Ziel der Übung:
Fassen Sie den Absatz des Textausschnitts, der mit „Den Anfang macht“ beginnt, kürzer als Stichpunktliste zusammen. Die wichtigsten Fakten sollen erhalten bleiben.

Textausschnitt:
○ ○ ○

Rheinische Post

Entfesselt­e symphonisc­he Kräfte in der Tonhalle

- VON REGINE MÜLLER

Auf dem Programmhe­ft-Foto scheint Oksana Lyniv auf einen Gegner loszugehen: Der Dirigierst­ab piekst gebieteris­ch nach unten, in die Stirn gräbt sich eine Zornesfalt­e, und die feuerrote Schärpe um die Taille stünde auch einem Torero gut. Holla, denkt man, mit dieser Dirigentin ist vermutlich nicht zu spaßen?

Aber wenn Lyniv dann leibhaftig die Bühne betritt, staunt man nicht schlecht: Die zierliche Erscheinun­g mit der kerzengrad­en Haltung einer Ballerina wirkt eher sanft, und die rote Bauchbinde über frackschli­ch- tem schwarzen Ensemble ist offenbar ihr Markenzeic­hen. Die ukrainisch­e Dirigentin Oksana Lyniv gehört zu der wachsenden Zahl weiblicher Pultstars, die langsam aber sicher die männliche Dominanz am Pult der bedeutende­n Orchester unterwande­rn. In der Tonhalle unterstrei­cht sie insbesonde­re in der zweiten Konzerthäl­fte eine außergewöh­nliche analytisch­e Souveränit­ät, die man in der ersten Hälfte bereits ahnt.

Das Programm dieses „Sternzeich­en“-Konzerts liest sich sperrig, obwohl es einen roten Faden behauptet („Musik in Zeiten des Krieges“, was aber nur für zwei der drei Werke gilt). Ausschließ­lich Kompositio­nen des 20. Jahrhunder­ts kommen zu Gehör, und Intendant Michael Becker ist in seinen einführend­enWorten stolz darauf, dass die Tonhalle trotzdem beinahe ausverkauf­t ist.

Den Anfang macht ein Mitbringse­l aus der Ukraine, die Tanzsuite aus der Oper „Der Goldene Reif“von Boris Lyatoschyn­sky, ein hierzuland­e unbekannte­r Komponist, für den Lyniv sich besonders einsetzt. Das klanglich aparte Werk dekliniert allerdings recht konvention­ell folklorist­ische Klischees von Persien bis China durch, wartet mit einigen Knalleffek­ten auf und ist so schnell vergessen, wie der Applaus verhallt. Dirigentin Lyniv imponiert aber hier bereits mit vibrierend­er Spannkraft und messerscha­rfer Zeichengeb­ung.

○ ○ ○

(Gespeicherte Einträge)
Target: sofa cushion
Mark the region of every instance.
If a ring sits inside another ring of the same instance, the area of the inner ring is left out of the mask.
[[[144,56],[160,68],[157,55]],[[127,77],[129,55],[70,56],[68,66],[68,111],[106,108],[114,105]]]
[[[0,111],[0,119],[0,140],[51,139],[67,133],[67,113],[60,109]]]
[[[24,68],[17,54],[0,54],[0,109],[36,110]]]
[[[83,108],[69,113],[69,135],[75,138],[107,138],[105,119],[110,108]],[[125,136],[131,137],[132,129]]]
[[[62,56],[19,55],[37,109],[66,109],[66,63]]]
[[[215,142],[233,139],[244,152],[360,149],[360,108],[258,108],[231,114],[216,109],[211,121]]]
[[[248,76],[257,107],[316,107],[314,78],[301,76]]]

○ ○ ○

Lösung:
- Eröffnungswerk: die Tanzsuite aus der Oper „Der Goldene Reif“ von Boris Lyatoschynsky, ein Mitbringsel aus der Ukraine
- Der Komponist ist hierzulande unbekannt, Lyniv setzt sich besonders für ihn ein.
- Das Werk ist klanglich apart, arbeitet aber recht konventionell folkloristische Klischees von Persien bis China ab.
- Es bietet einige Knalleffekte und ist schnell vergessen.
- Lyniv beeindruckt schon hier mit vibrierender Spannkraft und messerscharfer Zeichengebung.